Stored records
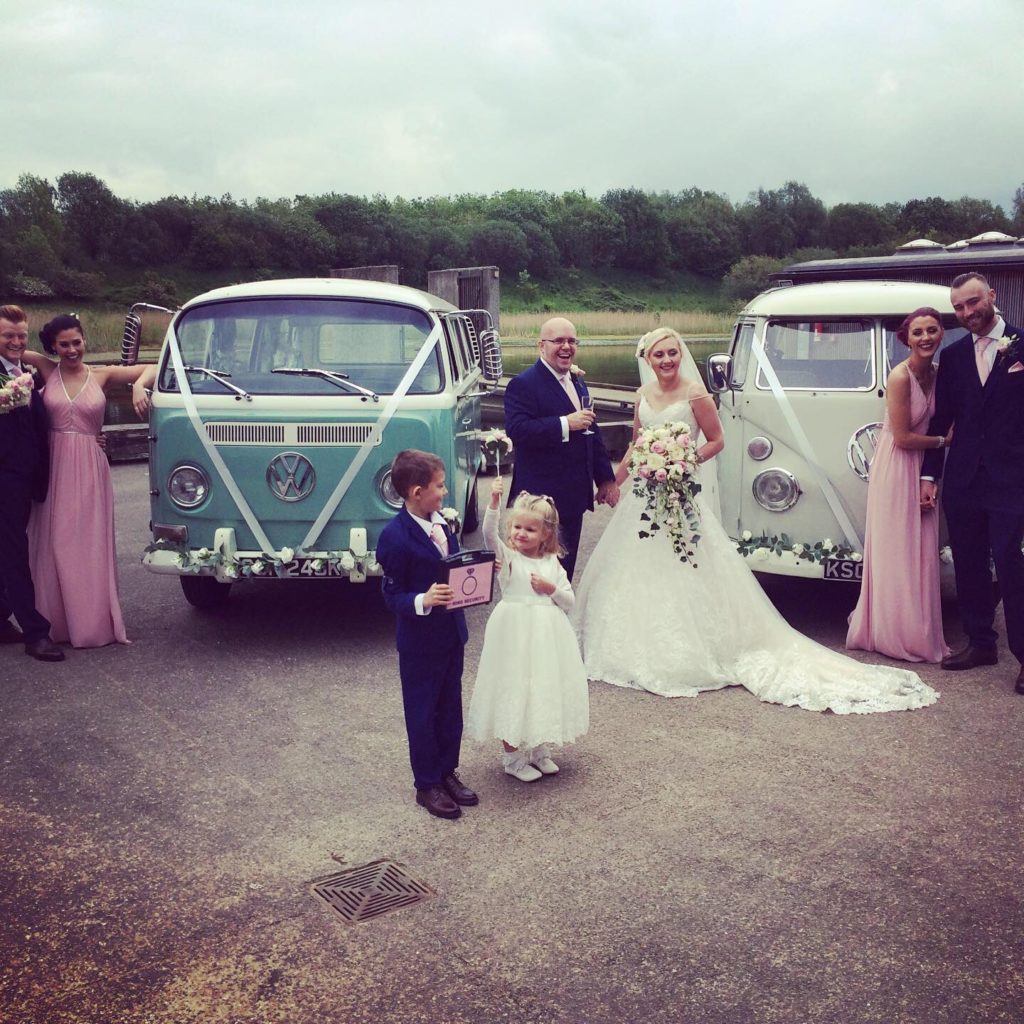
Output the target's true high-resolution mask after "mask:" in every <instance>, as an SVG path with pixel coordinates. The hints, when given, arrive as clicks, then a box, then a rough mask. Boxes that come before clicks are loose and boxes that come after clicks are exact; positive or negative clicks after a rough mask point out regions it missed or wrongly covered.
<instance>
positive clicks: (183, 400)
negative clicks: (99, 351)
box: [167, 325, 274, 554]
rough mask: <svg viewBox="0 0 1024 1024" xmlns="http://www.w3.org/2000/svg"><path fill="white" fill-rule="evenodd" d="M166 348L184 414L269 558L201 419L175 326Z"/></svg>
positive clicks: (262, 534)
mask: <svg viewBox="0 0 1024 1024" xmlns="http://www.w3.org/2000/svg"><path fill="white" fill-rule="evenodd" d="M167 338H168V345H167V347H168V348H169V349H170V352H171V366H173V367H174V376H175V378H176V379H177V382H178V391H180V392H181V403H182V406H184V408H185V413H186V414H187V416H188V420H189V422H190V423H191V425H193V429H194V430H195V431H196V436H197V437H199V439H200V443H201V444H202V445H203V447H204V450H205V451H206V454H207V456H208V457H209V459H210V462H211V463H213V467H214V469H216V470H217V475H218V476H219V477H220V479H221V482H222V483H223V484H224V487H225V488H226V489H227V493H228V494H229V495H230V496H231V500H232V501H233V502H234V505H236V507H237V508H238V510H239V512H240V513H241V514H242V518H243V519H245V521H246V525H247V526H248V527H249V528H250V529H251V530H252V534H253V537H255V538H256V543H257V544H258V545H259V547H260V551H262V552H264V553H266V554H270V552H272V551H273V550H274V549H273V547H272V546H271V544H270V541H269V539H268V538H267V536H266V534H264V532H263V527H262V526H261V525H260V524H259V520H258V519H257V518H256V516H255V515H254V514H253V510H252V509H251V508H250V507H249V503H248V502H247V501H246V499H245V495H243V494H242V490H241V489H240V488H239V485H238V484H237V483H236V482H234V478H233V477H232V476H231V471H230V470H229V469H228V468H227V465H226V464H225V463H224V460H223V459H222V458H221V457H220V453H219V452H218V451H217V449H216V445H215V444H214V443H213V441H212V440H210V435H209V434H208V433H207V432H206V425H205V424H204V423H203V420H202V419H201V417H200V415H199V410H198V409H197V408H196V399H195V397H193V393H191V386H190V385H189V383H188V374H186V373H185V368H184V362H183V361H182V359H181V350H180V349H179V348H178V339H177V335H176V334H175V332H174V326H173V325H171V327H170V329H169V330H168V332H167Z"/></svg>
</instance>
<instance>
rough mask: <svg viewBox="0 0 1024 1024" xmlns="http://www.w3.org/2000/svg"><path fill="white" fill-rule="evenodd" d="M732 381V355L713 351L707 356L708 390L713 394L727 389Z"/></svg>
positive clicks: (720, 352) (720, 393)
mask: <svg viewBox="0 0 1024 1024" xmlns="http://www.w3.org/2000/svg"><path fill="white" fill-rule="evenodd" d="M731 383H732V356H731V355H729V354H728V353H726V352H715V353H714V354H713V355H709V356H708V390H709V391H711V392H712V393H713V394H722V392H723V391H728V390H729V388H730V387H731Z"/></svg>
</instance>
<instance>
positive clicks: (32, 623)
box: [0, 305, 63, 662]
mask: <svg viewBox="0 0 1024 1024" xmlns="http://www.w3.org/2000/svg"><path fill="white" fill-rule="evenodd" d="M28 342H29V322H28V318H27V317H26V315H25V310H24V309H22V307H20V306H12V305H0V384H6V383H7V381H8V380H10V379H12V378H14V377H19V376H20V375H22V374H24V373H25V372H26V368H25V366H24V365H23V362H22V353H23V352H24V351H25V349H26V347H27V346H28ZM49 444H50V440H49V433H48V427H47V422H46V410H45V409H44V408H43V399H42V396H41V395H40V394H39V392H37V391H33V392H32V399H31V401H30V402H29V404H28V406H25V407H23V408H20V409H14V410H11V411H10V412H7V413H2V414H0V547H2V549H3V550H2V554H0V643H24V644H25V652H26V654H31V655H32V656H33V657H35V658H38V659H39V660H40V662H62V660H63V651H61V650H60V648H59V647H57V646H56V645H55V644H53V643H52V642H51V641H50V636H49V634H50V624H49V623H48V622H47V621H46V618H45V617H44V616H43V615H42V614H41V613H40V611H39V610H38V609H37V608H36V591H35V587H34V586H33V583H32V570H31V568H30V566H29V535H28V527H29V513H30V512H31V510H32V503H33V501H37V502H41V501H42V500H43V499H44V498H45V497H46V488H47V484H48V482H49V451H50V449H49ZM11 612H13V614H14V617H15V618H16V620H17V625H18V626H20V627H22V629H20V631H18V630H16V629H14V626H13V624H12V623H11V621H10V615H11Z"/></svg>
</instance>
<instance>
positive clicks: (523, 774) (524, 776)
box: [502, 751, 541, 782]
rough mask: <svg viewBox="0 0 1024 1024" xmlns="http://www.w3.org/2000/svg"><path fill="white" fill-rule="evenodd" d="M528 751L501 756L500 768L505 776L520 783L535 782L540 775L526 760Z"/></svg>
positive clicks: (508, 753) (512, 753)
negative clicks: (511, 777)
mask: <svg viewBox="0 0 1024 1024" xmlns="http://www.w3.org/2000/svg"><path fill="white" fill-rule="evenodd" d="M528 753H529V752H528V751H511V752H506V753H505V754H503V755H502V767H503V768H504V769H505V773H506V774H507V775H511V776H512V777H513V778H517V779H519V781H520V782H536V781H537V780H538V779H539V778H540V777H541V773H540V772H539V771H538V770H537V769H536V768H535V767H534V766H532V765H531V764H530V763H529V761H528V760H527V758H526V755H527V754H528Z"/></svg>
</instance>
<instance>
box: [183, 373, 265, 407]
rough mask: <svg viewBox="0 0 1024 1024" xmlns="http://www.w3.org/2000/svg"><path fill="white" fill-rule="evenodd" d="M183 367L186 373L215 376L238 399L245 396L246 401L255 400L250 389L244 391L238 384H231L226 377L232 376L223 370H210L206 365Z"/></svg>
mask: <svg viewBox="0 0 1024 1024" xmlns="http://www.w3.org/2000/svg"><path fill="white" fill-rule="evenodd" d="M181 369H182V370H183V371H184V372H185V373H186V374H206V376H207V377H211V378H213V380H215V381H216V382H217V383H218V384H223V385H224V387H226V388H227V390H228V391H233V392H234V398H236V400H237V401H238V400H241V399H242V398H245V399H246V401H252V400H253V396H252V395H251V394H250V393H249V392H248V391H244V390H243V389H242V388H240V387H239V386H238V384H230V383H229V382H228V381H226V380H224V378H225V377H230V376H231V375H230V374H228V373H225V372H224V371H223V370H208V369H207V368H206V367H182V368H181Z"/></svg>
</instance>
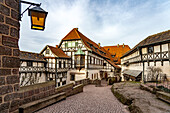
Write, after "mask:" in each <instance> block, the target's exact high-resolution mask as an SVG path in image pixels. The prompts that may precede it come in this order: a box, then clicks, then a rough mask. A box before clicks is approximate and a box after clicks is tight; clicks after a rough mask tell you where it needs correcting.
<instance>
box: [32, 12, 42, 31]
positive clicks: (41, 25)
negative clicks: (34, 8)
mask: <svg viewBox="0 0 170 113" xmlns="http://www.w3.org/2000/svg"><path fill="white" fill-rule="evenodd" d="M31 20H32V28H34V29H43V27H44V23H45V22H44V21H45V14H43V13H39V12H33V11H32V12H31Z"/></svg>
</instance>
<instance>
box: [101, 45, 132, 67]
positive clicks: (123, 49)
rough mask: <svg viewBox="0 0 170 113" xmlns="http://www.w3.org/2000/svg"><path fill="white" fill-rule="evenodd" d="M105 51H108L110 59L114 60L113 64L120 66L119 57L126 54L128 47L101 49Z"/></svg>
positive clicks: (117, 45)
mask: <svg viewBox="0 0 170 113" xmlns="http://www.w3.org/2000/svg"><path fill="white" fill-rule="evenodd" d="M103 48H104V49H105V50H106V51H109V52H110V54H111V55H112V57H113V58H114V63H115V64H117V65H119V66H121V60H120V57H122V56H123V55H124V54H125V53H126V52H128V51H129V50H130V47H129V46H128V45H125V44H124V43H123V45H119V44H118V45H117V46H104V47H103Z"/></svg>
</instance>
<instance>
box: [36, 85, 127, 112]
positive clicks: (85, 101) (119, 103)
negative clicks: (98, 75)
mask: <svg viewBox="0 0 170 113" xmlns="http://www.w3.org/2000/svg"><path fill="white" fill-rule="evenodd" d="M110 88H111V86H107V85H106V83H105V84H104V85H103V84H102V87H95V85H87V86H84V92H83V93H79V94H76V95H73V96H71V97H68V98H66V100H64V101H61V102H59V103H56V104H53V105H51V106H49V107H47V108H44V109H42V110H40V111H38V112H36V113H129V111H127V110H126V108H125V106H124V105H123V104H122V103H120V102H119V101H118V100H117V98H116V97H115V96H114V95H113V94H112V92H111V90H110Z"/></svg>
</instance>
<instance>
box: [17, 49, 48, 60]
mask: <svg viewBox="0 0 170 113" xmlns="http://www.w3.org/2000/svg"><path fill="white" fill-rule="evenodd" d="M19 58H20V60H27V61H29V60H30V61H35V62H46V61H45V60H44V56H43V55H41V54H39V53H32V52H27V51H20V55H19Z"/></svg>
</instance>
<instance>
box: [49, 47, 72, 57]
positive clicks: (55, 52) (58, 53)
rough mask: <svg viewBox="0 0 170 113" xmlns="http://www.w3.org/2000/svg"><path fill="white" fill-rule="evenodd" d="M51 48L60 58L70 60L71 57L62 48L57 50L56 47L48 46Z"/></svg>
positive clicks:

Problem to work on: Give the lines of the listing above, from the line with "751L501 756L500 768L505" up to and including the line with "positive clicks: (508, 753) (512, 753)", as a Markdown table with the columns "No." and "Text". Number the rows from 1 and leave out any blank lines.

The answer:
| No. | Text |
|---|---|
| 1 | rough mask: <svg viewBox="0 0 1024 1024" xmlns="http://www.w3.org/2000/svg"><path fill="white" fill-rule="evenodd" d="M528 751L501 756L500 768L505 776L520 783L535 782L540 775L526 760Z"/></svg> |
| 2 | positive clicks: (508, 753) (512, 753) |